Aim 1
Can you summarize the report on the Port Moresby student shootings in two sentences?

Document extract
Eye-witnesses confirm that police killed Papua New Guinea students

A government-appointed inquiry into the killing of four demonstrators during student-led anti-privatisation protests in June has heard overwhelming evidence, including eye-witness accounts, confirming that police shot the protesters.

Public outrage over the shootings in the capital, Port Moresby, forced the government of Prime Minister Mekere Morauta to establish a commission of inquiry headed by former High Court judge Sir Robert Kynnerseley Woods. The five-week inquiry concluded at the end of September but its report has not yet been released.

Associate professor of law, Dr Luluaki testified that on the night of June 25, police initially shot away from students after chasing them to the University of Papua New Guinea (UPNG) but changed their line of fire the next morning. “About 6.30—between 6.30 and 7 o’clock—I saw students being fired at and I could actually see dust or soil being turfed up on the side of the campus...

“I saw one student being actually shot. When I saw that, I yelled at the policemen, ‘See what you have done to my students now. You have shot them. They are now dead. What are you going to do? You have shot my students.’ And one of those policemen turned around and pointed his gun at me”.

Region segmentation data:
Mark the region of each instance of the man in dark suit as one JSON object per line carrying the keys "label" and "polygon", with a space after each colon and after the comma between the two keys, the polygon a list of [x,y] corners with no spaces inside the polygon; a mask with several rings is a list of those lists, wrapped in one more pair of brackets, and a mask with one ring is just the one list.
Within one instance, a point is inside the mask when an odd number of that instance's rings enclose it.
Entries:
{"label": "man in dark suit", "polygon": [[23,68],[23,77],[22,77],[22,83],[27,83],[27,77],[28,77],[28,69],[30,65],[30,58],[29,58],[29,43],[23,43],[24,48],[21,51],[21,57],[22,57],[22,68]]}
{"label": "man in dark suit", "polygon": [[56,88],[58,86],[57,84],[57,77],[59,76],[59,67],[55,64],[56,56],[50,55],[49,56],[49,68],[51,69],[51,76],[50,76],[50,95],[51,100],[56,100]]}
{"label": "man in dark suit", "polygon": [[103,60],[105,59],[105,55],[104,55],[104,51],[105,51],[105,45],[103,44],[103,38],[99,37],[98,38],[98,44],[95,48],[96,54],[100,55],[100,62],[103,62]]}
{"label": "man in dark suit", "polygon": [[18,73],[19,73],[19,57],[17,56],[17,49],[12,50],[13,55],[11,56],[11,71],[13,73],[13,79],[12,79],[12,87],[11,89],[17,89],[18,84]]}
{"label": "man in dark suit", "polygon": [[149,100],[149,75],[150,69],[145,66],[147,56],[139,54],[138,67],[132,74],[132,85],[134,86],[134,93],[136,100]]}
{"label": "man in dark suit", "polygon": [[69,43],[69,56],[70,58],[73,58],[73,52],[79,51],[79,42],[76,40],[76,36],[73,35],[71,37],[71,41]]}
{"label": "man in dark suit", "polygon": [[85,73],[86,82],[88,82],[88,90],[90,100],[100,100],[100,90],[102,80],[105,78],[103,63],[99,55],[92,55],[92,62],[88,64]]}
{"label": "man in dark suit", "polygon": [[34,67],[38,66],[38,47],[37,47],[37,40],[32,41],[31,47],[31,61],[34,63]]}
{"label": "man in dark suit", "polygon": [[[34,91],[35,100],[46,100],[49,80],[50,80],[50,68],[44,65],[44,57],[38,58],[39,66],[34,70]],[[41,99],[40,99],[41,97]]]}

Aim 2
Could you turn the listing above into a Markdown table with the columns Row and Line, giving each nonblank line of the listing its own numbered row?

Task response 1
A government-appointed inquiry headed by former High Court judge Sir Robert Kynnerseley Woods heard overwhelming evidence, including eye-witness accounts, that police shot four demonstrators during student-led protests against privatization in Port Moresby in June, though its report has not yet been released. Associate professor of law Dr Luluaki testified to seeing students fired at and one student shot on the campus of the University of Papua New Guinea, and said that a policeman then pointed a gun at the witness.

Task response 2
| Row | Line |
|---|---|
| 1 | Mark the region of each instance of the man in dark suit as one JSON object per line carrying the keys "label" and "polygon", with a space after each colon and after the comma between the two keys, the polygon a list of [x,y] corners with no spaces inside the polygon; a mask with several rings is a list of those lists, wrapped in one more pair of brackets, and a mask with one ring is just the one list. |
| 2 | Within one instance, a point is inside the mask when an odd number of that instance's rings enclose it. |
| 3 | Entries: |
| 4 | {"label": "man in dark suit", "polygon": [[23,68],[23,77],[22,77],[22,83],[27,83],[27,77],[28,77],[28,69],[30,65],[30,58],[29,58],[29,43],[23,43],[24,48],[21,51],[21,57],[22,57],[22,68]]} |
| 5 | {"label": "man in dark suit", "polygon": [[56,88],[58,86],[57,84],[57,77],[59,76],[59,67],[55,64],[56,56],[50,55],[49,56],[49,68],[51,69],[51,76],[50,76],[50,95],[51,100],[56,100]]} |
| 6 | {"label": "man in dark suit", "polygon": [[103,60],[105,59],[105,55],[104,55],[104,51],[105,51],[105,45],[103,44],[103,38],[99,37],[98,38],[98,44],[95,48],[96,54],[100,55],[100,62],[103,62]]} |
| 7 | {"label": "man in dark suit", "polygon": [[18,73],[19,73],[19,57],[17,56],[17,49],[12,50],[13,55],[11,56],[11,71],[13,73],[13,79],[12,79],[12,87],[11,89],[17,89],[18,84]]} |
| 8 | {"label": "man in dark suit", "polygon": [[149,100],[149,75],[150,69],[145,66],[147,56],[139,54],[138,67],[132,74],[132,85],[134,86],[134,93],[136,100]]} |
| 9 | {"label": "man in dark suit", "polygon": [[69,43],[69,56],[70,58],[73,58],[73,52],[79,51],[79,42],[76,40],[76,36],[73,35],[71,37],[71,41]]} |
| 10 | {"label": "man in dark suit", "polygon": [[85,73],[86,82],[88,82],[88,90],[90,100],[100,100],[100,90],[102,80],[105,78],[103,63],[99,55],[92,55],[92,62],[88,64]]} |
| 11 | {"label": "man in dark suit", "polygon": [[34,67],[38,66],[38,47],[37,47],[37,40],[32,41],[31,47],[31,61],[34,63]]} |
| 12 | {"label": "man in dark suit", "polygon": [[[34,91],[35,100],[46,100],[49,80],[50,80],[50,68],[44,65],[44,57],[38,58],[39,66],[34,70]],[[41,99],[40,99],[41,97]]]} |